- Task statement:
Collect each line below that contains the string "wall", and copy every such line in full. Case counts.

- Data for this task:
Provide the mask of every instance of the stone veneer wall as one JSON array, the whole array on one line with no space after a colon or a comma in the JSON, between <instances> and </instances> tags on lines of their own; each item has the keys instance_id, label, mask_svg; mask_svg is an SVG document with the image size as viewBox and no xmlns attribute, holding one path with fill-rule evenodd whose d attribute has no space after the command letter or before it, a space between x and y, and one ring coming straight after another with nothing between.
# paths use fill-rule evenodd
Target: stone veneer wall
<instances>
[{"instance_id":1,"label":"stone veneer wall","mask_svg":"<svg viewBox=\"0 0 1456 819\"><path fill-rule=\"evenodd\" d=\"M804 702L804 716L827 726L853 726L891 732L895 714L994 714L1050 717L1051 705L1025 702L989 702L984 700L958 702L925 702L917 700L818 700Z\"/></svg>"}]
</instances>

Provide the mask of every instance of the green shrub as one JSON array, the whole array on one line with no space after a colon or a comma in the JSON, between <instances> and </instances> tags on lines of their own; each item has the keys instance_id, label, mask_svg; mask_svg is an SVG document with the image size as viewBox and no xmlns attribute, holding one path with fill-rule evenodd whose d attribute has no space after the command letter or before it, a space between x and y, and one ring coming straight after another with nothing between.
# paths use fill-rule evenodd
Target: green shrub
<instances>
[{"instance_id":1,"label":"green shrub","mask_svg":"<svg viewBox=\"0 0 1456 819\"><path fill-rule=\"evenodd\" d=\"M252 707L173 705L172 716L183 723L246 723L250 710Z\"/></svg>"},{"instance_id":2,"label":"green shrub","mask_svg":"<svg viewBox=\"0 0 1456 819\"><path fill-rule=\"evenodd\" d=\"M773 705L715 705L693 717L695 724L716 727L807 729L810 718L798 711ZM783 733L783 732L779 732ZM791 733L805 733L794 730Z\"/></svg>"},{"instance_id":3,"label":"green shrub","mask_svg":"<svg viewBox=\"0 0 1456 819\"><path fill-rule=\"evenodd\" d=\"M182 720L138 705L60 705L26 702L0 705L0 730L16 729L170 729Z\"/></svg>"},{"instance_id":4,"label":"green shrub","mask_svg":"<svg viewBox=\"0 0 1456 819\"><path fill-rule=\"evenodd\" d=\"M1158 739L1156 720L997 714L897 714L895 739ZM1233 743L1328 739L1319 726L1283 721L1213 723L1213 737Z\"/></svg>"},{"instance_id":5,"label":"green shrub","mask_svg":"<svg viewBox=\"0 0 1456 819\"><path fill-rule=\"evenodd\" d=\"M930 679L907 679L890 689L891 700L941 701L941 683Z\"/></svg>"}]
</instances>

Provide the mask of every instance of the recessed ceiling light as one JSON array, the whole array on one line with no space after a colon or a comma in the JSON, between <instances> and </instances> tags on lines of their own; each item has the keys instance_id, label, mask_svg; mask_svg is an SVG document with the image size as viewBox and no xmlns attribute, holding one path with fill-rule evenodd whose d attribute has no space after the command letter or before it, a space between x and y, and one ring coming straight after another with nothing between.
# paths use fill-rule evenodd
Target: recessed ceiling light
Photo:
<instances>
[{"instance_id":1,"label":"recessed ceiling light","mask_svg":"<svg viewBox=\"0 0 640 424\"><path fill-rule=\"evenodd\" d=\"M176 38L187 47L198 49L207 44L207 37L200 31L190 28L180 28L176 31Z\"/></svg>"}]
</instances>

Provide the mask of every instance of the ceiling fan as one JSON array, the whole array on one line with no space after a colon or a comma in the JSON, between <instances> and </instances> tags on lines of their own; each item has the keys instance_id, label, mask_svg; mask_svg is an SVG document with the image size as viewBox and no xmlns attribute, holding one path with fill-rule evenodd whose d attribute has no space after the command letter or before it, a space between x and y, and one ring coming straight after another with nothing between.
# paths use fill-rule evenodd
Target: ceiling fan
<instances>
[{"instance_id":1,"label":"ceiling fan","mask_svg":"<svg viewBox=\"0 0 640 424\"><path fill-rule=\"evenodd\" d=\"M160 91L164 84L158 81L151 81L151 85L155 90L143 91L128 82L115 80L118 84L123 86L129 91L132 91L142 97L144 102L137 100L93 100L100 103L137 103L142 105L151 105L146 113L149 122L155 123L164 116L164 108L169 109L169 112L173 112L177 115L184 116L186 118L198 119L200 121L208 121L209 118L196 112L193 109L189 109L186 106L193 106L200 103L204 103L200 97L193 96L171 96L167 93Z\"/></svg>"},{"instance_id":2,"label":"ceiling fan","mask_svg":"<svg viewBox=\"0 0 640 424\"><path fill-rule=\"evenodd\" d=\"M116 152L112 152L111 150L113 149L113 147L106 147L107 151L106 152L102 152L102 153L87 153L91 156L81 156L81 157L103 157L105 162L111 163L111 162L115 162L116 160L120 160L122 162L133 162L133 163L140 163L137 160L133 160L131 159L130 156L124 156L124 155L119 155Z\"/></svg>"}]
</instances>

- Answer below:
Provide the mask of every instance of the stone veneer wall as one JSON array, the whole array on one line with no space after a colon or a comma in the JSON, between <instances> and </instances> tags on lines of their own; each item has the keys instance_id, label, mask_svg; mask_svg is an SVG document with the image size as viewBox and no xmlns attribute, holding one path with fill-rule evenodd whose d attribute has no space after the command letter or before it, a space between x and y, and one ring coming straight after another with nothing between.
Target: stone veneer wall
[{"instance_id":1,"label":"stone veneer wall","mask_svg":"<svg viewBox=\"0 0 1456 819\"><path fill-rule=\"evenodd\" d=\"M804 702L804 716L827 726L853 726L891 732L895 714L994 714L1050 717L1051 705L1025 702L989 702L984 700L958 702L925 702L917 700L818 700Z\"/></svg>"}]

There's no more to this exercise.